■ Problem statement:
Rescale the part of the entries that begins with the line containing "Target: <item>hazy distant mountain</item>" and ends with the line containing "22), (195, 19)]", both included, and reproduce every line in that span, requests included. Multiply each coordinate in the answers by 0.5 and round to whole numbers, with halves rounded up.

■ Records for processing:
=======

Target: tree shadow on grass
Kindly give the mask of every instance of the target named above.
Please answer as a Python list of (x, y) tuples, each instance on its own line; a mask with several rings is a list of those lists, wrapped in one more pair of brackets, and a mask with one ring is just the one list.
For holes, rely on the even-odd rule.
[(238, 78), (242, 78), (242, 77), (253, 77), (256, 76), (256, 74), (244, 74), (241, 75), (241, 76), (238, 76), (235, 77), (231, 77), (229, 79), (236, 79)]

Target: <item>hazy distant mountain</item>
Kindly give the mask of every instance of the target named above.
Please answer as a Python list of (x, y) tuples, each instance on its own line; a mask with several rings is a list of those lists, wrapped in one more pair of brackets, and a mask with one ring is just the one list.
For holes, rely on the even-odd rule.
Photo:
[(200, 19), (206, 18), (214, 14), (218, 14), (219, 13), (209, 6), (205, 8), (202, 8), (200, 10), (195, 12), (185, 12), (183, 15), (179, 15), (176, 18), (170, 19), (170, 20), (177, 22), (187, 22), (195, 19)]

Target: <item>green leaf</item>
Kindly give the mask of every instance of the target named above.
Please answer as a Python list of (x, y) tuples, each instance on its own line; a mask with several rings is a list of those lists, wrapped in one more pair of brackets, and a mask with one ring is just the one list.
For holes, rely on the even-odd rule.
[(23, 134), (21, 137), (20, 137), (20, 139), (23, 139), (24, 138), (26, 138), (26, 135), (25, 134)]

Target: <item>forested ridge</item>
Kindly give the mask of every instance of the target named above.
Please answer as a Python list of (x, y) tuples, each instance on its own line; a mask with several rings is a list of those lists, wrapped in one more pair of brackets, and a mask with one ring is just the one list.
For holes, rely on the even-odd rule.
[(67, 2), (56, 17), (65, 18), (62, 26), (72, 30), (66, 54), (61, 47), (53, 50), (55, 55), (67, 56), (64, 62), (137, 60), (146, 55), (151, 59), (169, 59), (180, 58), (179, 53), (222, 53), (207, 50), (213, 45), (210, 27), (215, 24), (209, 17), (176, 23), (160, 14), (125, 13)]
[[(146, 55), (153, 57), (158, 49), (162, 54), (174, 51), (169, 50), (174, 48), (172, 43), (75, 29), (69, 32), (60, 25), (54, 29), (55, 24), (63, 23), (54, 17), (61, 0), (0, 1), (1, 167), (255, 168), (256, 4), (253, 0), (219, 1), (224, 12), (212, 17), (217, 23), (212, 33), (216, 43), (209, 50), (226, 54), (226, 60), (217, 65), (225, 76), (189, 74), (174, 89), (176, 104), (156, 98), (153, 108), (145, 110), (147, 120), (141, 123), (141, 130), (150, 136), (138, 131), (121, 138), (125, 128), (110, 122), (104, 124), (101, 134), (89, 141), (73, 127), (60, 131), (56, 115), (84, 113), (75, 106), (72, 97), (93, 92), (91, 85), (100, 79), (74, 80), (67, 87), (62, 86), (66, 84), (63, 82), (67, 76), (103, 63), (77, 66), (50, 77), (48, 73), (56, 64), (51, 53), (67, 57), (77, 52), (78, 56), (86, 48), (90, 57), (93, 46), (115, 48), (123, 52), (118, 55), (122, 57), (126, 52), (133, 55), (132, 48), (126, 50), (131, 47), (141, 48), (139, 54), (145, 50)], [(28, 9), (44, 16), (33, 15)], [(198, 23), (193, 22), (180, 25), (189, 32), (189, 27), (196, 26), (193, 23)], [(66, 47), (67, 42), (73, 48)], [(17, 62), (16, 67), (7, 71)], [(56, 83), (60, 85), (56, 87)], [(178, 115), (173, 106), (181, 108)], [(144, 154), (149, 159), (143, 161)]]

=======

■ Solution to the exercise:
Target: <item>hazy distant mountain</item>
Kindly give the mask of every instance of the target named above.
Please answer as a Python list of (x, y) tuples, each instance on its own line; a mask with several rings is a list of those lists, wrapped in one more pair of brackets, and a mask with one ring is just the one list.
For holes, rely on the even-odd rule.
Photo:
[(100, 10), (103, 9), (107, 7), (109, 7), (110, 7), (105, 3), (103, 4), (101, 4), (100, 5), (98, 6), (93, 6), (92, 8), (90, 8), (88, 9), (85, 10), (85, 10), (89, 11), (94, 11), (98, 10)]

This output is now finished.